Point localization data:
##########

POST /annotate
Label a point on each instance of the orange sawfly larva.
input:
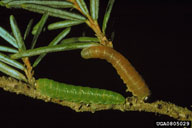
(79, 94)
(127, 72)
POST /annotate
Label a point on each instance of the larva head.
(85, 53)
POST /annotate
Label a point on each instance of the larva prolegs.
(78, 94)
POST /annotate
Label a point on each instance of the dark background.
(154, 36)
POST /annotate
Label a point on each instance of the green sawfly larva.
(77, 94)
(126, 71)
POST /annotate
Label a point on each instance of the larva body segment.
(78, 94)
(127, 72)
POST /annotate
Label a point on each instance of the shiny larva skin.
(77, 94)
(127, 72)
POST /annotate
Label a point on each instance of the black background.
(154, 36)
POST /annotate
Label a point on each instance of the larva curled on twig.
(127, 72)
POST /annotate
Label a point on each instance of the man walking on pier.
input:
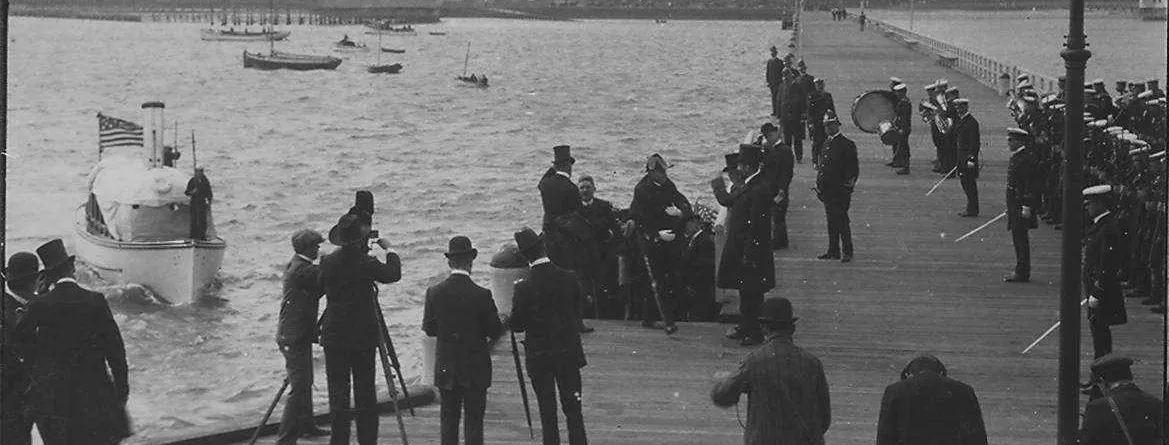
(545, 310)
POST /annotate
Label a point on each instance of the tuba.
(873, 112)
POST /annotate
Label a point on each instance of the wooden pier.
(910, 290)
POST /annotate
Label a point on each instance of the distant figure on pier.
(968, 146)
(926, 407)
(787, 391)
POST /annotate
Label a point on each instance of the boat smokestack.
(153, 126)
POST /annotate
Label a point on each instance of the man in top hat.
(1022, 200)
(69, 338)
(927, 407)
(20, 276)
(835, 182)
(544, 308)
(199, 188)
(904, 124)
(968, 146)
(296, 333)
(1101, 269)
(463, 317)
(659, 211)
(351, 327)
(820, 104)
(775, 80)
(747, 263)
(787, 390)
(1123, 414)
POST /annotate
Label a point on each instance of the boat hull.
(222, 36)
(179, 271)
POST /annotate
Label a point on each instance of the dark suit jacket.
(838, 168)
(1101, 270)
(70, 338)
(1143, 415)
(348, 278)
(546, 307)
(463, 317)
(929, 409)
(299, 303)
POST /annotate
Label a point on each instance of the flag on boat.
(113, 132)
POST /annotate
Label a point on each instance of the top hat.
(53, 255)
(461, 247)
(527, 241)
(776, 311)
(21, 266)
(562, 154)
(348, 230)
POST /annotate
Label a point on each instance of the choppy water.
(1122, 47)
(288, 150)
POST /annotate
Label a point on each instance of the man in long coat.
(463, 317)
(70, 338)
(1101, 282)
(926, 407)
(747, 263)
(787, 391)
(544, 310)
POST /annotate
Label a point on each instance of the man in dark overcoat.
(659, 213)
(747, 263)
(544, 310)
(296, 333)
(787, 391)
(835, 182)
(966, 136)
(20, 276)
(1022, 200)
(926, 407)
(1142, 414)
(1101, 280)
(69, 338)
(351, 327)
(463, 317)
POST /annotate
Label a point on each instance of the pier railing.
(988, 71)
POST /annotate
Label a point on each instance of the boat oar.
(941, 180)
(1002, 215)
(269, 414)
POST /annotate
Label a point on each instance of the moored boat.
(242, 36)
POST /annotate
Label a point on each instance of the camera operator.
(350, 326)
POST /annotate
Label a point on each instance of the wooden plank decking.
(910, 290)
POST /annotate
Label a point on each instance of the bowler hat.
(348, 230)
(527, 241)
(562, 154)
(461, 247)
(776, 311)
(53, 255)
(21, 266)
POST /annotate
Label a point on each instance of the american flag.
(113, 132)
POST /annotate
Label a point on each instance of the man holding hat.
(1123, 414)
(463, 317)
(20, 276)
(835, 182)
(544, 308)
(787, 390)
(350, 327)
(1022, 200)
(69, 338)
(296, 333)
(747, 263)
(1101, 269)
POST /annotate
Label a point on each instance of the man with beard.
(566, 233)
(747, 264)
(69, 336)
(659, 213)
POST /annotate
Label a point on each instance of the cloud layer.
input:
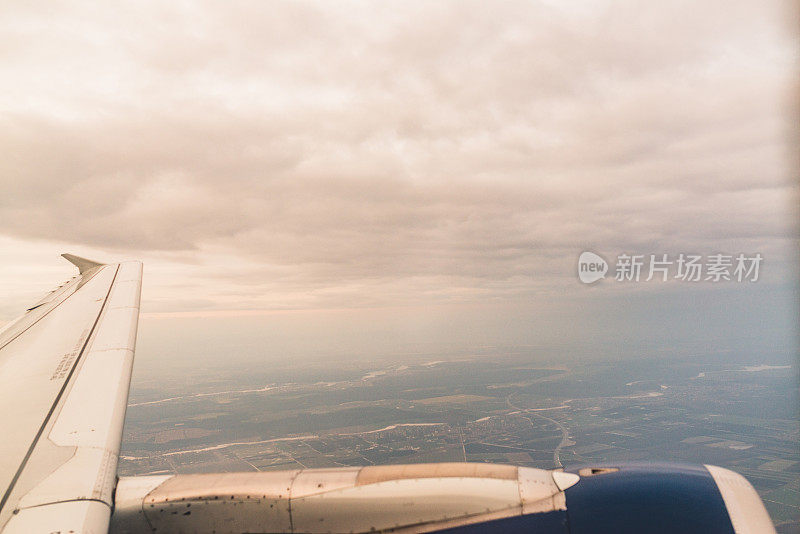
(349, 154)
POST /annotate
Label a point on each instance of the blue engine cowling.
(645, 498)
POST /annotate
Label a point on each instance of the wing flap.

##########

Your answer must be the records above, word for word, with every picture left out.

OUTPUT FOR THIS EXERCISE:
POST /annotate
Label a point on each instance of the orange sawfly larva.
input:
(79, 94)
(127, 72)
POST /annotate
Label a point on each instance of the larva head.
(85, 53)
POST /annotate
Label a point on each instance of the larva prolegs.
(78, 94)
POST /annotate
Label a point on each instance of the dark background.
(154, 36)
POST /annotate
Label a point on each instance of the green sawfly larva.
(77, 94)
(126, 71)
POST /annotate
Label a point on each instance of the larva body segment.
(78, 94)
(127, 72)
POST /annotate
Label a point on each instance of the shiny larva skin.
(77, 94)
(127, 72)
POST /annotate
Label a point on each instance of the black background.
(154, 36)
POST /annotate
Label a point on each instance of the larva curled on twig.
(127, 72)
POST /annotate
Label a point on each instance of the man walking on pier.
input:
(545, 310)
POST /annotate
Label a point on each instance of the tuba.
(873, 112)
POST /annotate
Label a point on each instance of the wooden pier.
(910, 290)
POST /annotate
Label a point on each instance of the distant figure on pier.
(968, 146)
(926, 407)
(787, 391)
POST /annotate
Label a point on each instance of the boat smokestack.
(153, 126)
POST /annotate
Label a point on each instance of the man in top hat.
(1022, 200)
(69, 338)
(927, 407)
(20, 276)
(835, 182)
(544, 308)
(199, 188)
(904, 124)
(968, 146)
(296, 333)
(1101, 269)
(463, 317)
(659, 211)
(351, 327)
(820, 104)
(775, 80)
(747, 263)
(787, 390)
(1123, 414)
POST /annotate
Label a point on each instance of the boat hull.
(222, 36)
(179, 271)
POST /annotate
Label a point on each instance of the dark suit jacket.
(838, 168)
(1101, 270)
(70, 338)
(1143, 415)
(348, 278)
(546, 307)
(463, 317)
(929, 409)
(299, 303)
POST /annotate
Label a point on each instance of the flag on boat.
(113, 132)
POST /annotate
Label a point on each instance of the top hat.
(53, 255)
(461, 247)
(527, 241)
(776, 311)
(21, 266)
(562, 154)
(348, 230)
POST /annotate
Label a point on each instance of the choppy water.
(1122, 47)
(288, 150)
POST /annotate
Label a point on each instance of the man in long coat.
(463, 317)
(70, 338)
(1101, 282)
(926, 407)
(747, 263)
(787, 391)
(544, 310)
POST /annotate
Label a point on each instance of the man in dark overcoat.
(659, 213)
(747, 263)
(544, 310)
(296, 333)
(787, 391)
(835, 182)
(966, 136)
(20, 276)
(1022, 200)
(926, 407)
(1142, 414)
(1101, 280)
(69, 338)
(351, 327)
(463, 317)
POST /annotate
Label a point on each instance of the pier railing.
(988, 71)
POST /annotate
Label a point on each instance of the boat oar.
(941, 180)
(1002, 215)
(269, 414)
POST /annotate
Label a point on each instance of the moored boat.
(242, 36)
POST /annotate
Label a point on each instance of the camera operator.
(350, 326)
POST /annotate
Label a point on each instance of the wooden plank decking.
(910, 290)
POST /annotate
Label a point on each instance of the bowler hat.
(348, 230)
(527, 241)
(562, 154)
(461, 247)
(776, 311)
(53, 255)
(21, 266)
POST /annotate
Label a point on each instance of the american flag.
(113, 132)
POST /annotate
Label a point on each instance of the man holding hat.
(1123, 414)
(463, 317)
(20, 276)
(835, 182)
(544, 308)
(787, 390)
(350, 327)
(1022, 200)
(69, 338)
(296, 333)
(747, 263)
(1101, 269)
POST /annotate
Label a point on each instance of the man with beard.
(566, 233)
(747, 264)
(69, 336)
(659, 213)
POST /annotate
Label a point on each instance of the cloud layer.
input:
(349, 154)
POST /annotate
Label a point on each instance of the blue engine cowling.
(645, 498)
POST /annotate
Label a point on each instance of the wing flap.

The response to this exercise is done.